The picture tells us that the cirrus covering the sky had many randomly oriented hexagonal ice prisms of some sort. They generated the bright inner 22° halo. Plate oriented crystals were about too, but not too many. They made the weak sundogs and perhaps added brightness to the parhelic circle. Wobbly or optically imperfect horizontal column crystals made the fuzzy upper tangent arc.

The outer halo's source is less obvious. Is it a circular 46° halo from randomly tilted crystals. Or a supralateral arc from horizontal columns.

Two HaloSim ray tracings are at right. Crystals in the left-hand half were tweaked to roughly match the image with an outer 46° halo. The randomly tilted crystals were kept short. In that way a bright 46° halo would result from the higher proportion of rays passing between prism side and end faces. A supralateral arc from horizontal columns was suppressed by making them very long. In that way most rays passed between side faces and went into the fuzzy upper tangent arc.

On the right-hand half the crystal tweaking was reversed. It suppressed 46° halo formation and enhanced supralateral and infralateral arcs.

Add crystal imperfections, variations in cirrus thickness across the sky and lens distortions. It is just not possible to decide on the outer halo identity.

And does it matter? The scene’s beauty and tranquillity are enough.

◆ Data excerpt:

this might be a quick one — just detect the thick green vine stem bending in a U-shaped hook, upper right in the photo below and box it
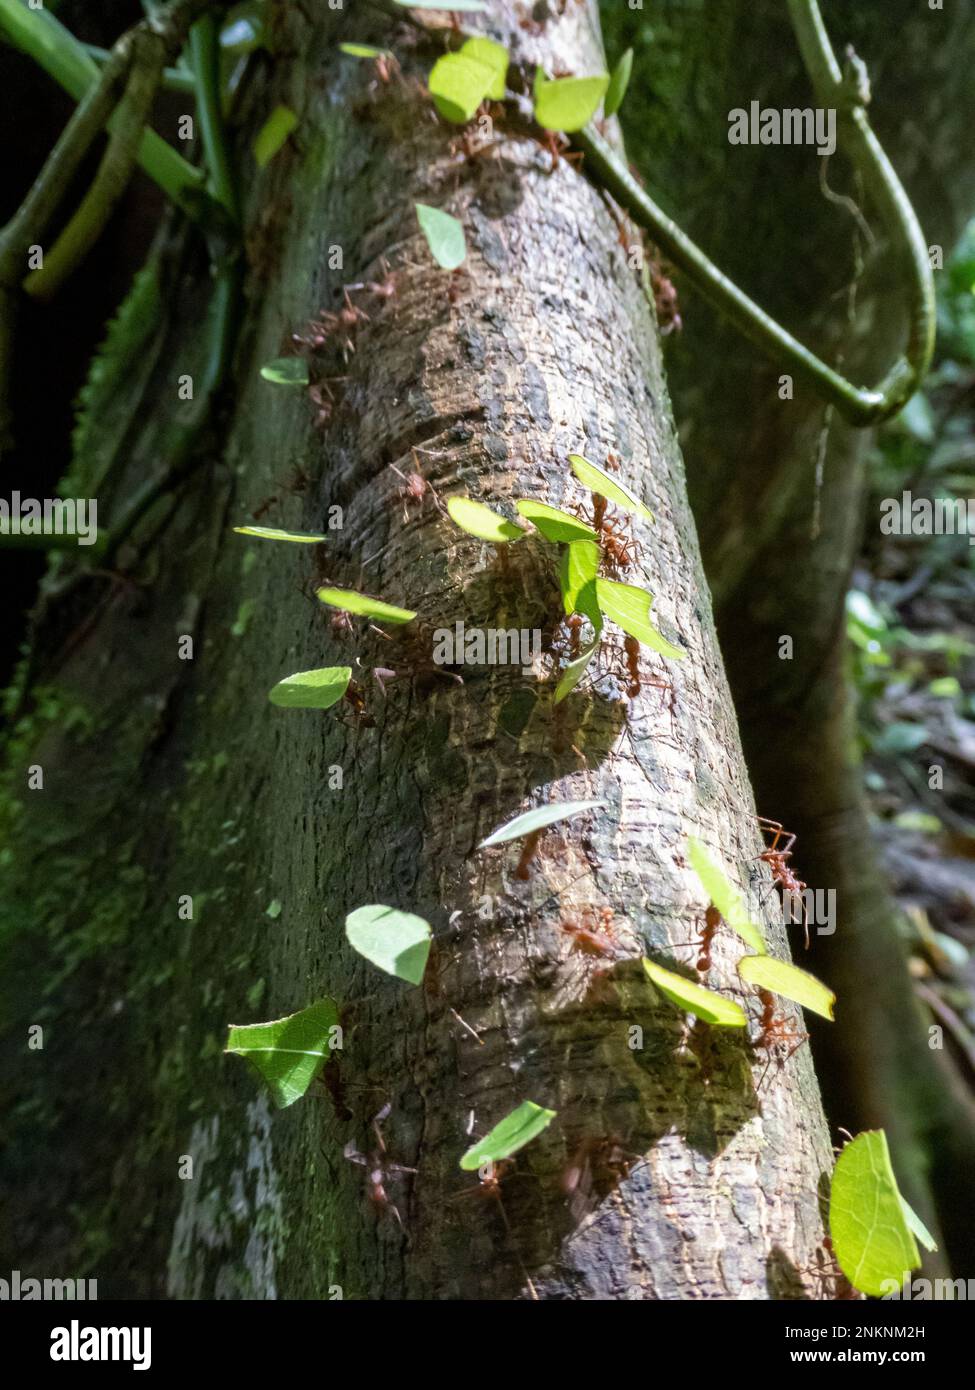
[573,0,935,427]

◆ Work to complete:
1. In the passage on the cirrus halos, why were the randomly tilted crystals kept short in the left-hand ray tracing?
2. List every halo phenomenon the passage on the cirrus halos mentions by a specific name. Leave out the general term "outer halo."

◆ Responses:
1. Short crystals send a higher proportion of rays between prism side faces and end faces. That produces a bright 46° halo to match the image.

2.
- 22° halo
- sundogs
- parhelic circle
- upper tangent arc
- 46° halo
- supralateral arc
- infralateral arc